━━ Records for processing ━━

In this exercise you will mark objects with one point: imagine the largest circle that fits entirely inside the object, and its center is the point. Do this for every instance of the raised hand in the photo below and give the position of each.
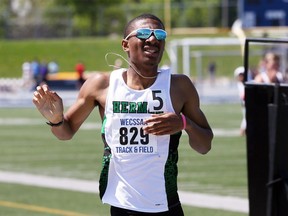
(49, 104)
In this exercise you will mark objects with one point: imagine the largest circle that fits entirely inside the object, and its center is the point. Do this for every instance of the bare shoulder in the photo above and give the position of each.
(182, 83)
(183, 92)
(95, 87)
(98, 80)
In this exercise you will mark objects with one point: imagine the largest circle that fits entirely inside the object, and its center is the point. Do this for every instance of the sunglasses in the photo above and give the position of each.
(145, 33)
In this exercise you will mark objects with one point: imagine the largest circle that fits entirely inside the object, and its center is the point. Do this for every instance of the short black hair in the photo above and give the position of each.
(141, 17)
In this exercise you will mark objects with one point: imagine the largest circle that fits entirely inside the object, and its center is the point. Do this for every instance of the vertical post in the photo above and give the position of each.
(167, 16)
(186, 59)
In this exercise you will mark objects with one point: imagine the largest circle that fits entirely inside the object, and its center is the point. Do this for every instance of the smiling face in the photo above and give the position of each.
(144, 53)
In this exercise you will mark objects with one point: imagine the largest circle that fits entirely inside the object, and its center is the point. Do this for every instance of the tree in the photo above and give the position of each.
(88, 9)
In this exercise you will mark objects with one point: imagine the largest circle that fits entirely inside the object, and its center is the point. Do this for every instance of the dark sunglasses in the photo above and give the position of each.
(145, 33)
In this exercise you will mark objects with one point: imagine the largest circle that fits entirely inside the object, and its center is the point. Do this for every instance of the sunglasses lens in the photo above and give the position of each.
(146, 33)
(143, 33)
(160, 34)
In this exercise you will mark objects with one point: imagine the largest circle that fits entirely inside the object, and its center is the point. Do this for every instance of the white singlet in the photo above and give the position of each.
(135, 169)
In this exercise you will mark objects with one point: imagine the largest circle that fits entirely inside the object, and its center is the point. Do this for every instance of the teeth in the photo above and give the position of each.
(151, 50)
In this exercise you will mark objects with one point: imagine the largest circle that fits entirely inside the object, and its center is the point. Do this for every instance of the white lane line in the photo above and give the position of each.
(227, 203)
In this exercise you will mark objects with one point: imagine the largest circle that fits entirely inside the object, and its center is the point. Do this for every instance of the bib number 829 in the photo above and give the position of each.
(133, 136)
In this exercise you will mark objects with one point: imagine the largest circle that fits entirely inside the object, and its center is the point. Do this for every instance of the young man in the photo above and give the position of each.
(144, 111)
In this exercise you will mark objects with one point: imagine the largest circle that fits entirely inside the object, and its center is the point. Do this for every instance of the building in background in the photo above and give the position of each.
(264, 13)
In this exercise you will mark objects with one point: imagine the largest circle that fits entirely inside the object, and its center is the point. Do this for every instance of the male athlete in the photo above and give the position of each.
(144, 111)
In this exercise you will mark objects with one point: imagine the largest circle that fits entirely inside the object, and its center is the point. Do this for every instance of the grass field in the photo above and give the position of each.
(26, 145)
(92, 51)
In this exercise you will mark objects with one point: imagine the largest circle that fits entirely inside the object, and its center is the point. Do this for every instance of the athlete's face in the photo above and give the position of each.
(144, 52)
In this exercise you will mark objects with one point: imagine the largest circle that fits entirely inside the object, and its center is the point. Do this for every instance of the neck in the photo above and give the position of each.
(138, 82)
(141, 75)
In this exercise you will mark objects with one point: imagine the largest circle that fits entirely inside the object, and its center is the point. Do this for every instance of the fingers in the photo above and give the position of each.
(43, 94)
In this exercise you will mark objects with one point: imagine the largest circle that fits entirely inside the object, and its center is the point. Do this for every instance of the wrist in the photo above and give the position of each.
(56, 124)
(184, 121)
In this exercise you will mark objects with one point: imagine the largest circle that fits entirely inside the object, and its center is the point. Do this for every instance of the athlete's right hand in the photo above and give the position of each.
(49, 104)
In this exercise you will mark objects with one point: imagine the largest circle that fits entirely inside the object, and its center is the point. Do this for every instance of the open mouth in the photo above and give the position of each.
(151, 50)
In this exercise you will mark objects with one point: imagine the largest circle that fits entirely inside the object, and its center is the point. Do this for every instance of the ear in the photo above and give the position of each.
(125, 45)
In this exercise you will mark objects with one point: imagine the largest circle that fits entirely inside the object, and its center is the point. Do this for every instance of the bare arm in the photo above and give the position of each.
(50, 105)
(198, 129)
(186, 101)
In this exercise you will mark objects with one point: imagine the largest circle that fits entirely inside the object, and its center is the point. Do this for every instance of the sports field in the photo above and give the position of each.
(27, 146)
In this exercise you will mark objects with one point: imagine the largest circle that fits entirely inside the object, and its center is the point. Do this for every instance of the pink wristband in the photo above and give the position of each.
(184, 121)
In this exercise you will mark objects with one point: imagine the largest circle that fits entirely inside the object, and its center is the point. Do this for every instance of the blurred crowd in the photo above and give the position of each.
(268, 71)
(35, 73)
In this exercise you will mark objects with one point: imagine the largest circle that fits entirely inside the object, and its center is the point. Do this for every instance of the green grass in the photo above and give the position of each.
(31, 148)
(92, 51)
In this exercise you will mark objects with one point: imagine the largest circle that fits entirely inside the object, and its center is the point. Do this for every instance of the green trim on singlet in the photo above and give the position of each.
(171, 170)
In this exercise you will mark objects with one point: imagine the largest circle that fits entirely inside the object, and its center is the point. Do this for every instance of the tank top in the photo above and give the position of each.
(139, 170)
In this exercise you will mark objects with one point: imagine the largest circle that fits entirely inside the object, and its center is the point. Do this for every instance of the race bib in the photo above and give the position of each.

━━━

Work order -> Take the records above and transcribe them exactly, dropping every picture.

Answer below ->
In this exercise you will mark objects with one point: imagine the largest circle that fits entirely inside the object, and its center is the point. Do this for every instance of the raised hand in the photo below and give the position of each.
(49, 104)
In this exercise you will mark objects with one point: imagine the largest circle that fits entirely inside the object, and its center is the point. Do this for every instance of the bare shoulder in the photo above and give the position of each.
(182, 83)
(183, 92)
(95, 87)
(98, 80)
In this exercise you will mark objects with one point: imagine the largest circle that fits entirely inside the object, and its center is the point. Do this for every instance of the sunglasses in the photo above and give the position of each.
(145, 33)
In this exercise you will mark objects with one point: imagine the largest circle that fits entirely inside the object, and its center is the point. Do this for every instance of the short black hair in the photo above and give the position of each.
(141, 17)
In this exercise you will mark objects with one point: imagine the largest circle that fits entirely inside the object, and its center is the point. Do this for every instance of the vertical post in the photo above and give the position of each.
(167, 16)
(186, 59)
In this exercise you will mark objects with one point: imagine the largest circle that fits entirely inside the object, and its center is the point. Do this for every instance of the smiling face in the photo above and give the position of each.
(144, 53)
In this exercise you will mark objects with one point: imagine the largest circle that fits entirely inside the object, and its center is the point. Do this for every instance of the tree in the photo above and give the position of each.
(88, 9)
In this exercise you will mark objects with one point: imagine the largest circle that fits entirely inside the object, and its center is the point. Do this for every instance of the dark sunglasses in the photo above and give the position of each.
(145, 33)
In this exercise you will mark objects with one point: imagine the largest circle that fits entirely inside the object, and its center is the point. Do this for every instance of the sunglasses lens in the photo above and give the position of each.
(146, 33)
(143, 33)
(160, 34)
In this exercise you will mark objects with one point: imagine the largest circle that fits entirely inside the object, and its center is the point. Do this for every instance of the white singlet in the photo above and give the position of each.
(135, 169)
In this exercise you will mark objects with one point: imagine the largest circle that fits entirely inside the object, and its center is the point. Do this for every instance of the teeth in the photo above and give the position of each.
(151, 50)
In this exercise you will mark objects with one point: imagine the largest circle that fits entirely inside the object, and its center is the point. Do this for every instance of the white lane line in the photo above and give the position of each.
(227, 203)
In this exercise you will mark objects with one point: imagine the largest circle that fits entirely inside the object, and its center is the point. Do this for every instance of the bib number 829 in the photo above and give the position of each.
(133, 136)
In this exercise you will mark objects with one point: imagine the largest circle that fits entirely inside the object, and its center is the point. Do this for every instance of the young man in the photo above and give the position of each.
(144, 111)
In this exercise you will mark objects with one point: imagine the largest circle that fits entirely inside the object, and its center is the point. Do this for every instance of the building in background in the photo above and give the position of each.
(264, 13)
In this exercise you will mark objects with one point: imagine the largest circle that fits entirely inside the object, and its center is the point. Do this for every instance of the male athlete in the photo above and give the position of each.
(144, 111)
In this exercise you will mark objects with one point: imagine the largest circle that fits entirely inside the object, and its center is the point. Do this for every instance of the grass field in the photo above and give the position of each.
(26, 145)
(92, 51)
In this exercise you will mark objects with one point: imagine the largest circle that fits entirely inside the object, and its center is the point. Do this for every instance of the athlete's face in the photo above and give the position of each.
(144, 52)
In this exercise you will mark objects with one point: imagine the largest circle that fits entirely inside the object, and its center is the point. Do this for every instance of the neck in the photo above and give the position of each.
(138, 82)
(141, 75)
In this exercise you will mark objects with one point: imagine the largest circle that fits entirely inside the object, and its center is the point. Do this for every instance of the fingers in the photo above and give the position of each.
(43, 94)
In this exercise you will mark objects with one point: imagine the largest circle that fits entirely inside the object, and its center is the point. Do this for every instance of the wrist in the photo above and give the position of each.
(56, 124)
(184, 121)
In this exercise you will mark objects with one point: imagine the largest circle that fits entirely inside the object, and its center is the point. Do this for every instance of the athlete's right hand in the photo above and give the position of each.
(49, 104)
In this exercise you will mark objects with one point: imagine the largest circle that fits entirely inside the object, and its center is the point. Do this for every instance of the open mouth in the photo above and give the position of each.
(151, 50)
In this exercise you will mark objects with one point: imagine the largest circle that fits entirely inside the object, and its center is the point. Do this for every instance of the ear in the photo above and give the position of each.
(125, 45)
In this exercise you will mark objects with one point: imagine the largest circle that fits entirely inside the object, and its center is the point. Do this for every instance of the bare arm in the photo above and give the position of each.
(50, 105)
(198, 129)
(186, 101)
In this exercise you will mark objects with one point: imagine the largest circle that fits entirely inside the object, and its center is the point. Do this for every instance of the sports field in the photo above and give the position of each.
(27, 146)
In this exercise you will mark objects with one point: imagine the largest circle that fits entirely inside the object, and its center is the point. Do this for every instance of the pink wristband in the photo above and give the position of each.
(184, 121)
In this exercise you will mark objects with one point: imagine the largest circle that fits entirely inside the object, and its center is the point. Do this for every instance of the blurred crowd in the photo above and give the position of each.
(268, 71)
(35, 73)
In this exercise you will mark objects with one point: imagine the largest circle that fits entirely inside the object, and its center is the point. Do this for every instance of the green grass in the photo above and give the position of each.
(31, 148)
(92, 51)
In this exercise you will mark objects with one point: imagine the largest circle that fits entirely inside the object, and its center is the point. Do this for every instance of the green trim on singlet in the photo above and give the position of each.
(171, 170)
In this exercise you will mark objects with one point: imagine the largest circle that fits entirely inside the object, and its center is the point. Do this for every instance of the tank top in the photo above and give the position of each.
(139, 170)
In this exercise you will mark objects with one point: imagine the largest circle that fits entirely inside the object, and its center is the point. Do this for every instance of the race bib in the photo above and give the position of each.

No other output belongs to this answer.